▸ Given text:
The distribution of $(X_1, X_2)$ is given by $\text{Dir}(\alpha_1, \alpha_2, \sum_{i = 3}^{n} \alpha_i)$ (proof below). Therefore the joint density of $(X_1, X_2)$ is
$$f_{X_1, X_2}(x_1, x_2) = \frac{\Gamma(\sum_{i = 1}^{n}\alpha_i)}{\Gamma(\alpha_{1})\Gamma(\alpha_{2})\Gamma(\sum_{i = 3}^{n}\alpha_i)}x_1^{\alpha_1 - 1}x_2^{\alpha_2 - 1}(1 - x_1 - x_2)^{(\sum_{i = 3}^n \alpha_i) - 1},$$
where $x_1, x_2 > 0$ and $x_1 + x_2 < 1$.
Now we do a transformation of variables: Let $Z = X_1 + X_2$ and $X = X_1$ (I'm using $Z, X$ instead of $Z_1, X_1$ because, later on, the subscripts look messy otherwise). Then
$$f_{X, Z}(x, z) = f_{X_1, X_2}(x_1(x, z), x_2(x, z))\left|\det\left(\frac{d(x_1, x_2)}{d(x, z)} \right) \right|.$$
The Jacobian here is $1$ and so the joint density is
$$f_{X, Z}(x, z) = \frac{\Gamma(\sum_{i = 1}^{n}\alpha_i)}{\Gamma(\alpha_{1})\Gamma(\alpha_{2})\Gamma(\sum_{i = 3}^{n}\alpha_i)}x^{\alpha_1 - 1}(z - x)^{\alpha_2 - 1}(1 - z)^{(\sum_{i = 3}^n \alpha_i) - 1},$$
where $x > 0$, $z > x$ and $z < 1$.

▸ Problem to solve: In the Dirichlet derivation above, rewrite everything from "The distribution of" down to "and $x_1 + x_2 < 1$.", swapping "joint density" for "joint probability density" throughout.

▸ Material provided:
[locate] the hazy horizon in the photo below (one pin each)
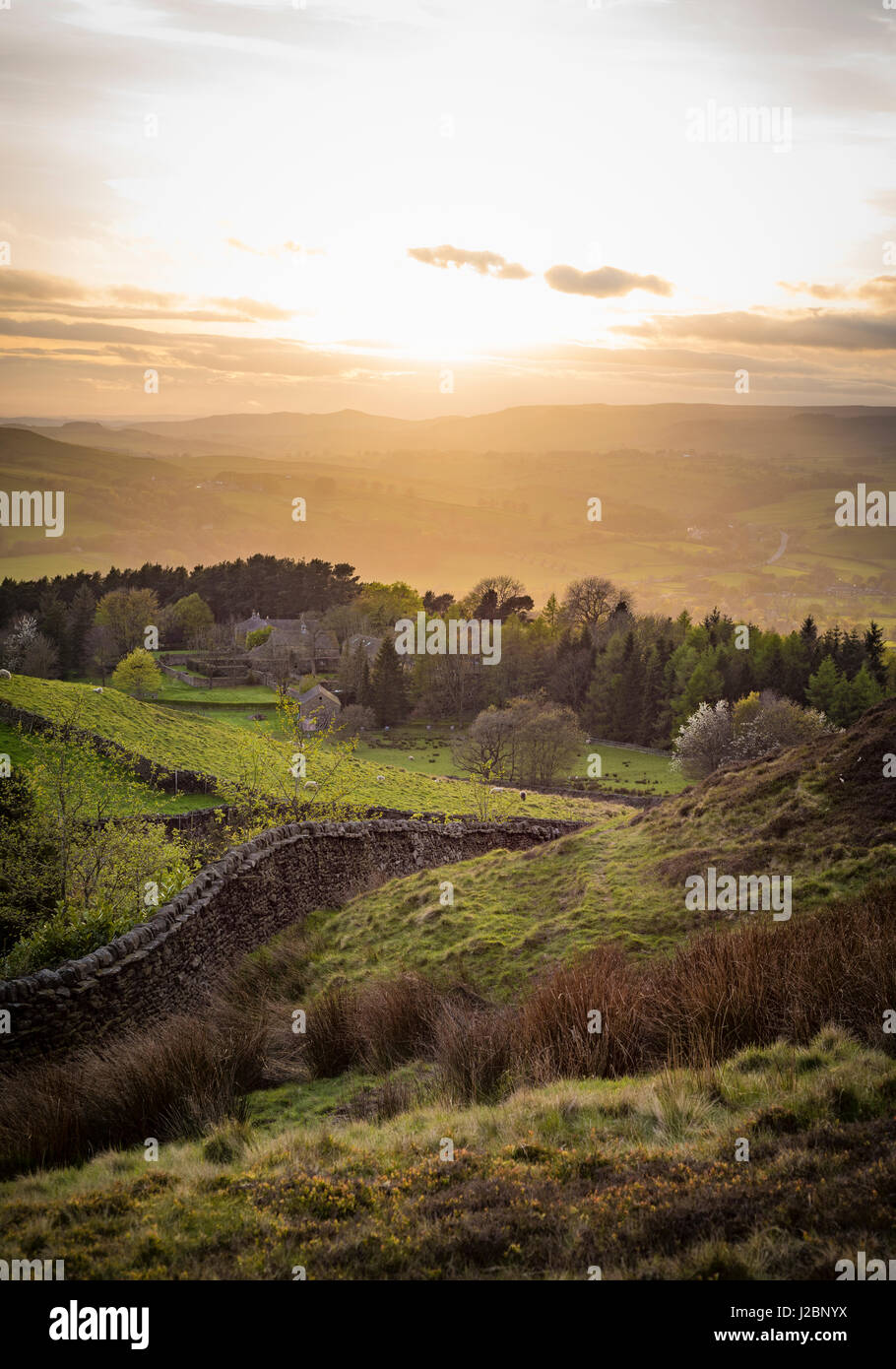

▸ Finished answer:
The distribution of $(X_1, X_2)$ is given by $\text{Dir}(\alpha_1, \alpha_2, \sum_{i = 3}^{n} \alpha_i)$ (proof below). Therefore the joint probability density of $(X_1, X_2)$ is
$$f_{X_1, X_2}(x_1, x_2) = \frac{\Gamma(\sum_{i = 1}^{n}\alpha_i)}{\Gamma(\alpha_{1})\Gamma(\alpha_{2})\Gamma(\sum_{i = 3}^{n}\alpha_i)}x_1^{\alpha_1 - 1}x_2^{\alpha_2 - 1}(1 - x_1 - x_2)^{(\sum_{i = 3}^n \alpha_i) - 1},$$
where $x_1, x_2 > 0$ and $x_1 + x_2 < 1$.